▶ SOURCE TEXT
+ + +
How about filling in the comments with stories of good and bad queue design? I know you have stories.

  1. I am very curious about the Japanese song at the end of the episode– part of my brain wanted me to think that it was a Japanese children’s choir cover of Peter Bjorn and John’s “Young Ones” but I wasn’t sure… I had subscribed to your excellent podcast months ago but it was only a bout of insomnia opening up two nights of hours that I did a huge “listening binge” and now I am a soon-to-donate minion. “Kowloon Walled City”… man o man… Anyway, I am going to Cambodia this summer for another round of fieldwork (I am a PhD archaeology sutdent at UIC)– there’s a lot of cool architecture stories over there but one is the legacy of the still-living (the Khmer Rouge regime only fell in ’79!) master of New Khmer Architecture, Vann Molyvann http://en.wikipedia.org/wiki/Vann_Molyvann His Bassac Theater just burned down last month and it was treated as a huge tragedy (a lot of Cambodia’s glory is derived from architecture- from the famed Angkor Wat to earlier constructions that they are trying to market in order to decrease destrcutive pressure of 4 millions annual visitors [2 mil foreign]), and one of his artist’s colonies on the riverside is now a sort of far sunnier little version of an involuted lawless Kowloon Walled City… Anyway, thanks for doing the show, maybe you know the name of the Japanese song, and maybe you will also be interested in a Cambodian-flavored collabo at some point- I will be there all summer. Thanks! Keep ’em coming!
+ + +
▶ STATED PROBLEM 1
In the podcast comment, which theater designed by Vann Molyvann burned down last month?
▶ STATED PROBLEM 2
Continue the podcast listener's comment, starting right after its final sentence.

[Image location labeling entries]
+ + +
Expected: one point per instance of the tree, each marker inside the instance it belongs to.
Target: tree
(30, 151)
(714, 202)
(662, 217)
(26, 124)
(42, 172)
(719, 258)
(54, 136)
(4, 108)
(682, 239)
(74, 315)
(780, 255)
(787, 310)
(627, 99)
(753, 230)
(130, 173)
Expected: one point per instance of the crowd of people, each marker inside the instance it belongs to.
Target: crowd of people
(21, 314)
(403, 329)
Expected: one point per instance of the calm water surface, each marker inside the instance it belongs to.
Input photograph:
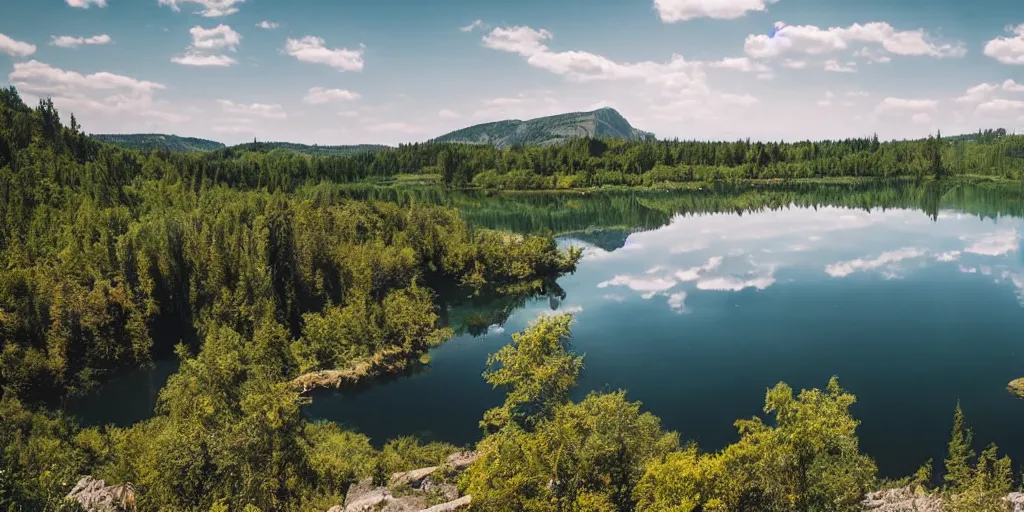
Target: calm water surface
(697, 317)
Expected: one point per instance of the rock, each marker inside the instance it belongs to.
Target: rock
(412, 478)
(901, 500)
(1016, 387)
(462, 460)
(460, 504)
(96, 496)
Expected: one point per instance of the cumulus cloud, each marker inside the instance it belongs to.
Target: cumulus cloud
(681, 10)
(15, 48)
(207, 45)
(811, 40)
(903, 105)
(313, 49)
(446, 114)
(835, 67)
(318, 95)
(257, 110)
(102, 92)
(649, 287)
(733, 284)
(695, 272)
(845, 268)
(208, 8)
(678, 301)
(996, 244)
(84, 4)
(74, 42)
(201, 60)
(1009, 50)
(743, 65)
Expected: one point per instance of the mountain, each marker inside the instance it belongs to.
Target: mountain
(146, 141)
(605, 123)
(322, 151)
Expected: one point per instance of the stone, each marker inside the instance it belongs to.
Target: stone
(460, 504)
(96, 496)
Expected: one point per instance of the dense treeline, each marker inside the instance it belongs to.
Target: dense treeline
(252, 271)
(113, 258)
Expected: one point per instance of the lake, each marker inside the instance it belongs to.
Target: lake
(697, 302)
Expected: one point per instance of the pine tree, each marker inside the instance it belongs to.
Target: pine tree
(958, 459)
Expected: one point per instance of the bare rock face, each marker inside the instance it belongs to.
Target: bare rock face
(409, 491)
(96, 496)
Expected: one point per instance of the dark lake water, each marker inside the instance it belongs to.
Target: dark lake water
(913, 306)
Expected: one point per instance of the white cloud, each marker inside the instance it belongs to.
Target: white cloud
(312, 49)
(983, 91)
(739, 64)
(835, 67)
(74, 42)
(695, 272)
(220, 37)
(102, 93)
(318, 95)
(794, 65)
(845, 268)
(810, 40)
(206, 45)
(682, 10)
(203, 60)
(648, 286)
(996, 244)
(678, 301)
(209, 8)
(872, 56)
(477, 24)
(84, 4)
(446, 114)
(1009, 50)
(398, 127)
(15, 48)
(258, 110)
(903, 105)
(732, 284)
(1000, 107)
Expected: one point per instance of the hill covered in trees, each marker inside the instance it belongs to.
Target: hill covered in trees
(602, 123)
(150, 141)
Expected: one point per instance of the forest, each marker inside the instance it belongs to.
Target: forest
(259, 269)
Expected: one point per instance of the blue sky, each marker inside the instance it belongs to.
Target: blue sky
(335, 72)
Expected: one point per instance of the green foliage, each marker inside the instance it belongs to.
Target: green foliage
(957, 463)
(809, 460)
(538, 373)
(588, 456)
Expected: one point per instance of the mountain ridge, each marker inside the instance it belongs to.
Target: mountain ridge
(602, 123)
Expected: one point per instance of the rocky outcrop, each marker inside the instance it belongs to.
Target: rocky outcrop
(902, 500)
(906, 500)
(411, 491)
(96, 496)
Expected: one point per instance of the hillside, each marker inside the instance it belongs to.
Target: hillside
(550, 130)
(146, 141)
(322, 151)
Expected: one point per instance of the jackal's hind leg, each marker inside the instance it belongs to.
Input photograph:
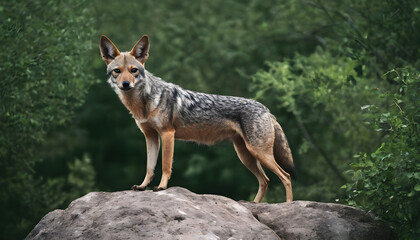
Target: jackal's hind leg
(168, 138)
(152, 143)
(253, 165)
(266, 157)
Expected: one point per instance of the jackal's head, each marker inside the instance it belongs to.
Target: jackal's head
(127, 68)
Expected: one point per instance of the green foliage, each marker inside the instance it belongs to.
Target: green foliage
(323, 93)
(386, 181)
(317, 65)
(43, 82)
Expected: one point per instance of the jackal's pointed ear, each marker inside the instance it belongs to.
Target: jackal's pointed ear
(108, 50)
(141, 50)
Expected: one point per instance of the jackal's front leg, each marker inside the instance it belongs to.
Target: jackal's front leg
(152, 143)
(168, 138)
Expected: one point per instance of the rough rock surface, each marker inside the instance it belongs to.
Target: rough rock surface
(313, 220)
(177, 213)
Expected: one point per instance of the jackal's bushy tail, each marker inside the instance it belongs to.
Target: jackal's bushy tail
(282, 152)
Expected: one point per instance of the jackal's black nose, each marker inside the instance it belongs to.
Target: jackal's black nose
(126, 84)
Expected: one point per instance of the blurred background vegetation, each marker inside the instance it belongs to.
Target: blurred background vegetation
(342, 77)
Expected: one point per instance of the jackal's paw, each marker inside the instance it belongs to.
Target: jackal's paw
(138, 188)
(157, 189)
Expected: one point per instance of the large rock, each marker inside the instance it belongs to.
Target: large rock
(177, 213)
(313, 220)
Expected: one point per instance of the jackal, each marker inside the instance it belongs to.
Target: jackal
(165, 109)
+ + +
▶ RIGHT ANSWER 1
The Bassac Theater

▶ RIGHT ANSWER 2
    Sincerely, Jacob

    PS- Thank you for putting my city’s wonderful Chicago accents (born and raised with one) on the air during the Trading Places episode

    1. Roy

      Matteru – Lullatone
      (hope you’ll get a notification mail now, it’s a cool song. ;) )

  2. I.T

    I’d recently moved from the United States to my home country of Nigeria where queueing is a relatively recent practice: most places, especially banks, still get it wrong. I was in one of 2 lines -the american in me isn’t in love with the word ‘queue’- being served by 3 tellers. My line was directly in front of 1 teller, the other line to the right of me was in front of another teller and the third teller was off to the far right. So naturally those 2 tellers ended up serving that line while my line was almost exclusively being served by the 1 teller.
    When I was in the front of my line, a lady 2 of 3 spots in line behind me started agitating about the other line moving faster and insisting that I should go to one of the 2 right tellers when the next person was called. When I didn’t respond to her and someone from the right line went up next, she pushed to the front of the line. I told her off roundly, and told her to get back to her place in line because her time was not any more important than everyone else in line ahead of her.
    She was obviously very surprised, I think by 2 things: that, being younger, I spoke that sharply to her (that’s a societal no-no in Nigeria), and by my foreign accent. She looked at me for a second and then said in a sing song mocking tone: “ms. London, ms. America”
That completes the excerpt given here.